## EXERCISE INPUTS:
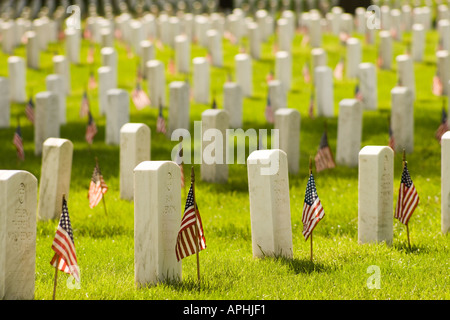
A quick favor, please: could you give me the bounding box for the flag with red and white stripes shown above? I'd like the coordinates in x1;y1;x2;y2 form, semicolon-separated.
333;57;344;80
25;97;35;124
85;111;97;145
88;163;108;209
80;91;90;118
156;105;167;134
314;131;336;172
175;185;206;261
432;73;443;96
302;173;325;241
132;83;150;110
50;197;80;282
13;124;25;162
435;106;449;143
395;163;419;226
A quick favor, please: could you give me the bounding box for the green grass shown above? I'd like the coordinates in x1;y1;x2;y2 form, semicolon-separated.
0;19;449;300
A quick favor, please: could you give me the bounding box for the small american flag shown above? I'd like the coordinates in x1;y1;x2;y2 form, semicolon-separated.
355;84;363;101
339;32;350;45
314;131;336;172
435;107;449;143
266;70;274;83
302;173;325;241
88;72;97;90
432;73;443;96
156;105;167;134
88;163;108;209
25;97;35;124
13;124;25;162
85;111;97;145
175;185;206;261
169;57;176;75
389;123;396;151
131;83;150;110
301;33;310;46
50;197;80;283
87;44;94;64
265;95;274;124
333;57;344;80
80;91;90;118
303;63;311;83
395;163;419;226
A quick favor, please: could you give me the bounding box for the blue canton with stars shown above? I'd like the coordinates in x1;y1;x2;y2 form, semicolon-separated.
59;198;74;243
401;164;413;188
304;174;319;206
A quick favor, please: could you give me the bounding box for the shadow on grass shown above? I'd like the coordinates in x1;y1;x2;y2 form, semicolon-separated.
393;242;433;254
276;256;329;274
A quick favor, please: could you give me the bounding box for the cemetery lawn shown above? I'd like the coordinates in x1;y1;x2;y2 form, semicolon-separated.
0;25;449;300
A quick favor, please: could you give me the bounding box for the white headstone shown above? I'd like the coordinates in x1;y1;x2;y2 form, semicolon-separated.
65;28;80;64
442;132;450;234
168;81;190;136
46;74;66;125
311;48;327;70
247;149;293;259
277;18;291;53
235;53;252;97
134;161;182;286
357;63;378;110
396;54;415;100
1;21;15;55
53;55;71;95
346;38;361;79
139;40;155;77
193;57;210;104
247;22;261;60
412;24;425;62
358;146;394;244
309;12;322;48
268;80;287;113
223;82;243;129
438;19;450;51
34;92;59;156
391;86;414;154
0;170;37;300
7;56;26;103
207;29;223;67
0;77;10;128
437;50;450;95
175;35;190;74
101;47;118;88
25;31;40;69
98;66;113;115
275;51;292;92
120;123;151;201
274;108;300;174
315;66;334;117
201;109;229;183
379;30;392;69
37;138;73;221
336;99;363;167
146;60;166;107
106;89;130;145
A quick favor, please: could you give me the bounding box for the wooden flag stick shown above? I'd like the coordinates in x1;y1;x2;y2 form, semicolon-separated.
52;257;59;300
191;166;200;283
95;157;107;216
309;156;313;262
402;149;411;251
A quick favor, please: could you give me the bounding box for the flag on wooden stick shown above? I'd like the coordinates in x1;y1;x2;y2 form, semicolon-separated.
13;124;25;162
435;106;449;143
156;104;167;134
131;82;150;110
175;182;206;262
302;172;325;241
80;91;90;118
395;160;419;226
88;160;108;209
25;97;35;124
333;57;344;80
50;196;80;283
314;130;336;172
355;84;363;101
85;111;97;145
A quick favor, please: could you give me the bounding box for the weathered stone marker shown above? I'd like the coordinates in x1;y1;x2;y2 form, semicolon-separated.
315;66;334;117
336;99;363;167
441;132;450;234
8;56;26;103
247;149;293;259
358;146;394;245
274;108;300;174
0;77;10;128
201;109;229;183
46;74;66;125
34;92;59;156
0;170;37;300
37;138;73;221
134;161;182;287
120;123;151;201
168;81;190;136
357;63;378;110
235;53;252;97
106;89;130;145
390;86;414;154
193;57;210;104
146;60;166;108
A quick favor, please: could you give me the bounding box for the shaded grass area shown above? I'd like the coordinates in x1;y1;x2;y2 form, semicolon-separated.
0;20;449;300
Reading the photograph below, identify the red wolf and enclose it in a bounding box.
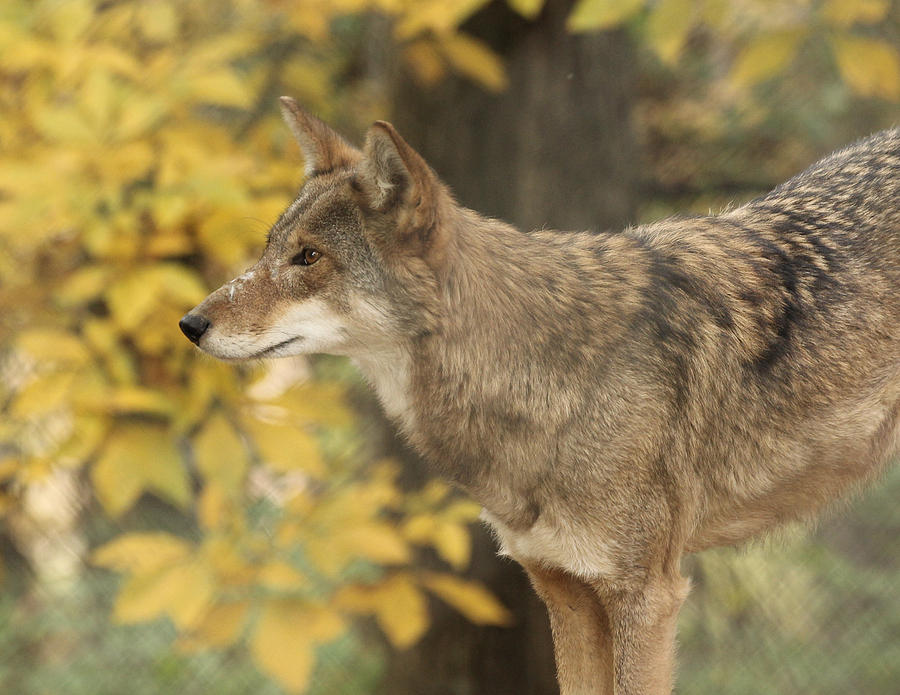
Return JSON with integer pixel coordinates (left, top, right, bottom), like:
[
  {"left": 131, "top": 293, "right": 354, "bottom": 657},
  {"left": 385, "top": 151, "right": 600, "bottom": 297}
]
[{"left": 181, "top": 98, "right": 900, "bottom": 694}]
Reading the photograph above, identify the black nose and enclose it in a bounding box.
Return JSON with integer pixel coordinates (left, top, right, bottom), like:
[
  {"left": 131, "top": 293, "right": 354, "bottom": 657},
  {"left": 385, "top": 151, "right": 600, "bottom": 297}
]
[{"left": 179, "top": 313, "right": 210, "bottom": 345}]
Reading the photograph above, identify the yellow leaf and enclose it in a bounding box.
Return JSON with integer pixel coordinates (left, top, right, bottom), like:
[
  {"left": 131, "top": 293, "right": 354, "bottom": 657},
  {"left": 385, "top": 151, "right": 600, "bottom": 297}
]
[
  {"left": 335, "top": 522, "right": 411, "bottom": 565},
  {"left": 567, "top": 0, "right": 644, "bottom": 32},
  {"left": 203, "top": 535, "right": 256, "bottom": 584},
  {"left": 91, "top": 441, "right": 145, "bottom": 518},
  {"left": 645, "top": 0, "right": 695, "bottom": 65},
  {"left": 136, "top": 0, "right": 179, "bottom": 42},
  {"left": 40, "top": 0, "right": 94, "bottom": 43},
  {"left": 11, "top": 372, "right": 76, "bottom": 418},
  {"left": 402, "top": 515, "right": 469, "bottom": 569},
  {"left": 507, "top": 0, "right": 545, "bottom": 19},
  {"left": 374, "top": 574, "right": 429, "bottom": 648},
  {"left": 87, "top": 44, "right": 144, "bottom": 81},
  {"left": 92, "top": 532, "right": 193, "bottom": 574},
  {"left": 822, "top": 0, "right": 889, "bottom": 27},
  {"left": 698, "top": 0, "right": 728, "bottom": 30},
  {"left": 106, "top": 265, "right": 206, "bottom": 331},
  {"left": 145, "top": 229, "right": 194, "bottom": 258},
  {"left": 0, "top": 456, "right": 18, "bottom": 482},
  {"left": 244, "top": 417, "right": 325, "bottom": 477},
  {"left": 337, "top": 574, "right": 428, "bottom": 648},
  {"left": 187, "top": 600, "right": 250, "bottom": 647},
  {"left": 268, "top": 382, "right": 354, "bottom": 428},
  {"left": 174, "top": 361, "right": 228, "bottom": 433},
  {"left": 55, "top": 265, "right": 111, "bottom": 307},
  {"left": 156, "top": 264, "right": 208, "bottom": 307},
  {"left": 80, "top": 70, "right": 118, "bottom": 132},
  {"left": 197, "top": 482, "right": 229, "bottom": 529},
  {"left": 438, "top": 34, "right": 508, "bottom": 92},
  {"left": 183, "top": 33, "right": 261, "bottom": 69},
  {"left": 79, "top": 387, "right": 176, "bottom": 417},
  {"left": 419, "top": 478, "right": 451, "bottom": 505},
  {"left": 197, "top": 208, "right": 258, "bottom": 267},
  {"left": 286, "top": 5, "right": 330, "bottom": 40},
  {"left": 16, "top": 328, "right": 91, "bottom": 366},
  {"left": 422, "top": 573, "right": 512, "bottom": 625},
  {"left": 252, "top": 599, "right": 344, "bottom": 693},
  {"left": 113, "top": 95, "right": 166, "bottom": 141},
  {"left": 307, "top": 519, "right": 410, "bottom": 576},
  {"left": 395, "top": 0, "right": 491, "bottom": 38},
  {"left": 34, "top": 105, "right": 97, "bottom": 145},
  {"left": 730, "top": 31, "right": 803, "bottom": 87},
  {"left": 403, "top": 40, "right": 446, "bottom": 86},
  {"left": 105, "top": 272, "right": 162, "bottom": 332},
  {"left": 831, "top": 36, "right": 900, "bottom": 100},
  {"left": 193, "top": 413, "right": 247, "bottom": 492},
  {"left": 432, "top": 522, "right": 471, "bottom": 571},
  {"left": 167, "top": 562, "right": 217, "bottom": 629},
  {"left": 91, "top": 425, "right": 190, "bottom": 517},
  {"left": 182, "top": 67, "right": 255, "bottom": 109},
  {"left": 82, "top": 318, "right": 137, "bottom": 384},
  {"left": 403, "top": 514, "right": 438, "bottom": 543},
  {"left": 106, "top": 141, "right": 155, "bottom": 181},
  {"left": 57, "top": 414, "right": 108, "bottom": 467},
  {"left": 440, "top": 498, "right": 482, "bottom": 522},
  {"left": 113, "top": 561, "right": 215, "bottom": 629},
  {"left": 257, "top": 560, "right": 307, "bottom": 590}
]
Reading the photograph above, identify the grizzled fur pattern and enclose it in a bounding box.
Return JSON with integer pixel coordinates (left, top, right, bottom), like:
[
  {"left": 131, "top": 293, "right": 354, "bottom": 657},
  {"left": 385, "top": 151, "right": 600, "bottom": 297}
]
[{"left": 182, "top": 100, "right": 899, "bottom": 695}]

## ASSIGNMENT:
Each line holding the word "photograph" must be pulled from the records.

## WRITTEN SOLUTION:
Reading the photograph below, identify the red wolf and enclose it in a bounding box.
Reading the photograph above, identify the black nose and enclose it in a bounding box.
Reading the photograph above, identify the yellow leaf and enclose it in a bounding box.
Reading the photograph above, identify the grizzled fur pattern and enclose it in a bounding box.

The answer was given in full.